Data lines:
'''

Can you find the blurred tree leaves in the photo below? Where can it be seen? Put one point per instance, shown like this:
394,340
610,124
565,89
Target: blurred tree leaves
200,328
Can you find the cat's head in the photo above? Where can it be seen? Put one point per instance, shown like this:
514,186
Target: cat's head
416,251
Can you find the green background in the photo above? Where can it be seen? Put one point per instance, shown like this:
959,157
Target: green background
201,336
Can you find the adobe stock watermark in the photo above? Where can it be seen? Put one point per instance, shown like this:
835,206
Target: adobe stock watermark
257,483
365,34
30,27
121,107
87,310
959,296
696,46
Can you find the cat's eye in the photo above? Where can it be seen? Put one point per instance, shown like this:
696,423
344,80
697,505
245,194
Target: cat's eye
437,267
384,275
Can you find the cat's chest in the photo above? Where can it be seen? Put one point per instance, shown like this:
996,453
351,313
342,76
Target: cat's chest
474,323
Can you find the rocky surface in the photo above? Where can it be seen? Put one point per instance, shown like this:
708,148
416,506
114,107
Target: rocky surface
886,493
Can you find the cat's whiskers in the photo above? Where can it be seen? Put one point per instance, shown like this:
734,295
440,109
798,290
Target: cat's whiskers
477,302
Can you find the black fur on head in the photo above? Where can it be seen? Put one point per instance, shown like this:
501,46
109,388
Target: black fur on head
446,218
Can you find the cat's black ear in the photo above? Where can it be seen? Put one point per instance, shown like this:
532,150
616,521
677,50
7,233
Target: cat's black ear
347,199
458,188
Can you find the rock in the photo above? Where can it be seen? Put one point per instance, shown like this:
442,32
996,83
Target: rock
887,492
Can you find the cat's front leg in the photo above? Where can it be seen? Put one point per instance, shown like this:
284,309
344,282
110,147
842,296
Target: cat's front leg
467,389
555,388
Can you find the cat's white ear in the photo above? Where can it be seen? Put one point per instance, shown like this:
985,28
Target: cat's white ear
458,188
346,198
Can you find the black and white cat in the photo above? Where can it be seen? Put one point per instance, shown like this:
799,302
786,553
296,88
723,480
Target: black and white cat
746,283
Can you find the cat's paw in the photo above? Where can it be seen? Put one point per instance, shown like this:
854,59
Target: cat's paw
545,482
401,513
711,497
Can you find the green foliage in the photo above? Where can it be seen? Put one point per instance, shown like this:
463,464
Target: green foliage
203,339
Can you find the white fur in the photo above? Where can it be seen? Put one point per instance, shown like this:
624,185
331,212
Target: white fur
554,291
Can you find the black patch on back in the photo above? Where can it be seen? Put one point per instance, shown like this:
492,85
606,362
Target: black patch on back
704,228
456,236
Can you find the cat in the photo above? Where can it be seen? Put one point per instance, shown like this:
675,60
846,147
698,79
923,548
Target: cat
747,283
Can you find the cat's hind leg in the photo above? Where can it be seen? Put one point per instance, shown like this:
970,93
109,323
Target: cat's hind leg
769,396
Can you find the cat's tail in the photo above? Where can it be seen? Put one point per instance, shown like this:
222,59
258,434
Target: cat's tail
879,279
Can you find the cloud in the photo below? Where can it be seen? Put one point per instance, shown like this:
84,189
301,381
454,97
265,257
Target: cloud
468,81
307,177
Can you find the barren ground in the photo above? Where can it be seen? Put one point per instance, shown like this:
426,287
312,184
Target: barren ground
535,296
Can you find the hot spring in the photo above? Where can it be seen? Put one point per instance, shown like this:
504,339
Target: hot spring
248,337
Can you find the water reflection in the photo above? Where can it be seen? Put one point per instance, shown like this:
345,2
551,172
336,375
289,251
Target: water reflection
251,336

'''

Copy out the rows above, word for word, from the line containing "Can you find the barren" through the end of the rows.

Result for this task:
Can you find the barren ground in the photo above? Where can it be seen? Put one point per instance, shown like this:
426,287
312,184
Target: barren ground
535,296
Can you find the hot spring in the photo above? Where can it be seen? Put one point per instance, shown like this:
504,339
Target: hot spring
248,337
Can you find the water reflection in the photo above? Where can it be seen? Put one point per instance, shown like this:
345,2
551,172
336,375
289,251
Target: water reflection
251,336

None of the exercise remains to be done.